> **Aim**
Pick out every line in the records below that contains the word "float" and copy each one.

> **Supplied records**
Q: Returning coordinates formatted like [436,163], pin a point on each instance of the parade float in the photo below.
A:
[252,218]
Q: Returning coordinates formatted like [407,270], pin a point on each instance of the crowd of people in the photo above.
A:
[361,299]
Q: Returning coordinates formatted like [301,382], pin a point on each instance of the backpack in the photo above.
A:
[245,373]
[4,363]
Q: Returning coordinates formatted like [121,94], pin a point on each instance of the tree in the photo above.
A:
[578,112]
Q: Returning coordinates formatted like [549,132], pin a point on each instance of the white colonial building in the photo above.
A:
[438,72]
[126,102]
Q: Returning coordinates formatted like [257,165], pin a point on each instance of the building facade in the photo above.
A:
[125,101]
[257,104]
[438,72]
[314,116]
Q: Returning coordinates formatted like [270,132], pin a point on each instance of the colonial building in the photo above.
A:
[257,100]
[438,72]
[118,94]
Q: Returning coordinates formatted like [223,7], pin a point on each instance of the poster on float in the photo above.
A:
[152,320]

--

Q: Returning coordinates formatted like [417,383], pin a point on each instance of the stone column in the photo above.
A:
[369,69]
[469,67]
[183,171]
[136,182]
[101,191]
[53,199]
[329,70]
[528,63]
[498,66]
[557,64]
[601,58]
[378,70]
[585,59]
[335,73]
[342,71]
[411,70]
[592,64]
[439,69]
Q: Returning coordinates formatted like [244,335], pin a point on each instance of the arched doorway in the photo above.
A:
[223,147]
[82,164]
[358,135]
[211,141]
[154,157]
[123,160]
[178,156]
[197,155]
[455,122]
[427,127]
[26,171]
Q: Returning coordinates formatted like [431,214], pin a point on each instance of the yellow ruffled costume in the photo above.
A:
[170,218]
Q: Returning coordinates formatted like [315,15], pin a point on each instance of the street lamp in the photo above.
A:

---

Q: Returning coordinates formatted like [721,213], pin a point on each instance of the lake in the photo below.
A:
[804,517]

> **The result**
Q: Returning coordinates formatted like [436,163], pin a point on each instance of the parade float in the photo below.
Q: Returning coordinates formatted like [223,7], pin a point on each instance of the poster on float in the photo above.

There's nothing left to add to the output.